─── Selected excerpt

• margotpauvers

Why do sensitive people need to reconnect with their anger?



When you picture a "good girl/boy", you don't spontaneously imagine them getting angry, do you? And that's part of the problem.


Anger is an emotion that we tend to demonise. It is usually associated with violence, aggression or lack of self-control - three points that seem to be the antithesis of the qualities of a sensitive or even highly sensitive person.


Because of the deep empathy that highly sensitive people are known for, but also because of their childhood conditioning, many HSPs have difficulty in apprehending their emotions in a healthy way, and in particular that of anger, which is often the root of many of their aches.


Anger is however a very healthy emotion which underlines our capacity to defend or protect our integrity when one of our boundaries is being overstepped.


An injustice, a frustration, a feeling of powerlessness, a disrespect for our integrity, and our jaws clench, our breathing quickens, our eyes crinkle, our muscles tense and our temperature rises.


Anger reflects a need to release an excess energy, but sometimes also a call for listening, understanding, changing or repairing something.

──────
─── Data

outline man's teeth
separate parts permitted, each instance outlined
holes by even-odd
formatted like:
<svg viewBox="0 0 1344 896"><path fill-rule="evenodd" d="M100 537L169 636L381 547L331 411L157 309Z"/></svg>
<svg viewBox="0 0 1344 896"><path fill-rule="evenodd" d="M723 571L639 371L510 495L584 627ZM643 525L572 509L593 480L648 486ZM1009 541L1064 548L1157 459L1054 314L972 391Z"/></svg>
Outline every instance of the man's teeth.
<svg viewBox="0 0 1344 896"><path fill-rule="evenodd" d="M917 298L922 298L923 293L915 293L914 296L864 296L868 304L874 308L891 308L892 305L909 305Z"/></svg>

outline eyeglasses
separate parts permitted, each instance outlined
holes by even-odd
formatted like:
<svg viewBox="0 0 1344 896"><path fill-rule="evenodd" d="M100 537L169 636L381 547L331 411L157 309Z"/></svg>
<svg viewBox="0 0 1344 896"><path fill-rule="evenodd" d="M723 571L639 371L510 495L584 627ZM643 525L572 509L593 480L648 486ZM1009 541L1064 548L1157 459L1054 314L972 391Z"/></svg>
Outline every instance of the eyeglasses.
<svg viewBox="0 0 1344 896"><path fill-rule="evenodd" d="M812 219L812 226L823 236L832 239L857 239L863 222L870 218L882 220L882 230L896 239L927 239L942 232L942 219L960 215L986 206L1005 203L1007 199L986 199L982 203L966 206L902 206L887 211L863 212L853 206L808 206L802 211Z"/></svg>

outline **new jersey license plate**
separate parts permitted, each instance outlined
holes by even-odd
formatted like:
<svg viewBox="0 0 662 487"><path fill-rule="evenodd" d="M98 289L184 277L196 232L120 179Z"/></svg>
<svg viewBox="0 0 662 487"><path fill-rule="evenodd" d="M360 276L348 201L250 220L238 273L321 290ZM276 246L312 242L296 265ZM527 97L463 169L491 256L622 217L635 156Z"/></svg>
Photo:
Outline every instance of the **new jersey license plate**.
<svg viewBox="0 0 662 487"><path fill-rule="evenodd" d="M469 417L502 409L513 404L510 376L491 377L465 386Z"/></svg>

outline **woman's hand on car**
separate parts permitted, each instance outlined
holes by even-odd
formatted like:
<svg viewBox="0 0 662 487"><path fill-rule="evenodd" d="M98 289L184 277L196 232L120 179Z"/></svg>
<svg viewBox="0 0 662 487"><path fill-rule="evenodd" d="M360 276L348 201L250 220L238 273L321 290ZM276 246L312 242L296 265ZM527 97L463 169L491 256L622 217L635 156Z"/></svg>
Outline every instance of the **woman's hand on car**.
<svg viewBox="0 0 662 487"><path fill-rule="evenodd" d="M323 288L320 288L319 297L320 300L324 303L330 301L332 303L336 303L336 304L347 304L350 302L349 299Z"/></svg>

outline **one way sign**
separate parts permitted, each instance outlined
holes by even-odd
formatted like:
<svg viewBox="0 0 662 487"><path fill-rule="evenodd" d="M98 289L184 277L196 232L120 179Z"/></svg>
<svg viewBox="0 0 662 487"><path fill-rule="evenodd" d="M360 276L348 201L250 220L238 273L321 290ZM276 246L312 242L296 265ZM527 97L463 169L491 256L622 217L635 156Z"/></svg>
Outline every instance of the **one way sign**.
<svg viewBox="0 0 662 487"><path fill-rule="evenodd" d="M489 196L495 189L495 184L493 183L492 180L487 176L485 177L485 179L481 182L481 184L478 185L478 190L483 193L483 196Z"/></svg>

──────

● List of tasks:
a: According to the piece on sensitive people and anger, what capacity does anger underline?
b: Write what comes next in the piece on sensitive people and anger.

● Per-task answers:
a: Our capacity to defend or protect our integrity when one of our boundaries is being overstepped.

b:
E.g. After the builder had certified that the work in my flat was nearly done, I paid them a visit to realise that they were behind schedule and the work will not be finished before my move in date.


> I am angry, I do not feel that my request was being listened to, I demand redress.


Healing tips: Why do I get so angry, it's not that terrible after all!


> When did I first feel this way? When was the first time I didn't feel listened to?


> Can I trace this memory back? What would I have needed at that time (e.g. listening, respect...)? How can I give that to myself today?


Anger is neither positive nor negative, it acts as a simple messenger. The information it brings indicates that one of our boundaries has been crossed and we can therefore choose to reaffirm it or explore the underlying need it highlights.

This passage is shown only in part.